### Provided text
▬▬▬▬▬▬

Study mischaracterizes food safety risks of cow’s milkStudy mischaracterizes food safety risks of cow’s milk
Cow’s milk remains most nutritious compared to other plant-based alternatives.
February 7, 2018
A study recently published in the Journal of Food Science & Technology compared plant-based milk alternatives to cow’s milk. However, it wasn’t the findings that caused concerns from a milk industry group but, rather, the statement that there are food safety risks with cow’s milk.
Prepared by a graduate student at McGill University of Canada, the study compared the nutritional profiles of four imitation dairy beverages and conventional cow’s milk. The research demonstrated that none of the plant-based imitations replicate the nutritional benefits of real milk.
However, the study also published what the National Milk Producers Federation (NMPF) said were inaccurate claims that cow’s milk “has been associated (with causing) widespread disease outbreaks around the world” from the presence of various pathogens such as salmonella spp. and Escherichia coli O157:H7.
NMPF said the study’s authors need to clarify that any significant dairy-related food safety risk is associated only with the consumption of raw milk, not commercially available dairy foods sold in the U.S. and other developed nations.
In a letter to the study’s authors, NMPF rebuked the claim, saying it is actually raw, unpasteurized milk that is a demonstrable source of pathogens.
Dr. Beth Briczinski, NMPF vice president for dairy foods and nutrition, said the media attention to this inaccurate claim was disconcerting and had to be addressed.
“Cow’s milk is one of the most regulated food products on the market today,” she said. “To publish such an egregious claim in a scientific journal could damage consumer trust in this great beverage, which is why we insist that the study’s authors issue a correction to the journal article and revise its press release immediately.”
The public health risk associated with raw milk is supported by scientific evidence spanning more than 100 years. Raw milk is a key vehicle in the transmission of human pathogens like E. coli, listeria and salmonella, the letter said. The U.S. Centers for Disease Control & Prevention has reported that more than 70% of foodborne outbreaks involving dairy are attributed to raw milk. It is illegal in both Canada and many U.S. states.
“There is no basis for your statement linking milk consumption to worldwide foodborne outbreaks,” the letter said. “Such a comment has the potential to do incredible, unjustified harm to our industry and has the potential to cause fear in consumers who are seeking nutrient-dense and safe products for themselves and their families.”
Milk alternative comparisons
The McGill University study looked at the four most-commonly consumed types of milk beverages from plant sources around the world – almond milk, soy milk, rice milk and coconut milk -- and compared their nutritional values with those of cow’s milk.

▬▬▬▬▬▬

### Information supplied
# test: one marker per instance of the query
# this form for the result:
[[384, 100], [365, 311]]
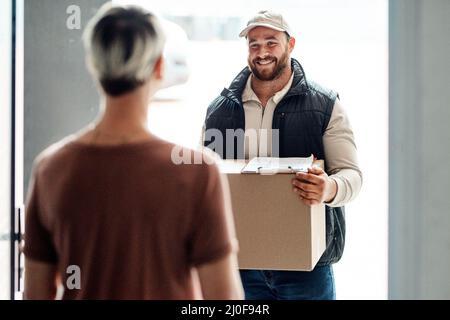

▬▬▬▬▬▬

### Your assignment
Reproduce word for word the portion of the milk safety article that runs from "The public health" to "many U.S. states.".

### Answer
The public health risk associated with raw milk is supported by scientific evidence spanning more than 100 years. Raw milk is a key vehicle in the transmission of human pathogens like E. coli, listeria and salmonella, the letter said. The U.S. Centers for Disease Control & Prevention has reported that more than 70% of foodborne outbreaks involving dairy are attributed to raw milk. It is illegal in both Canada and many U.S. states.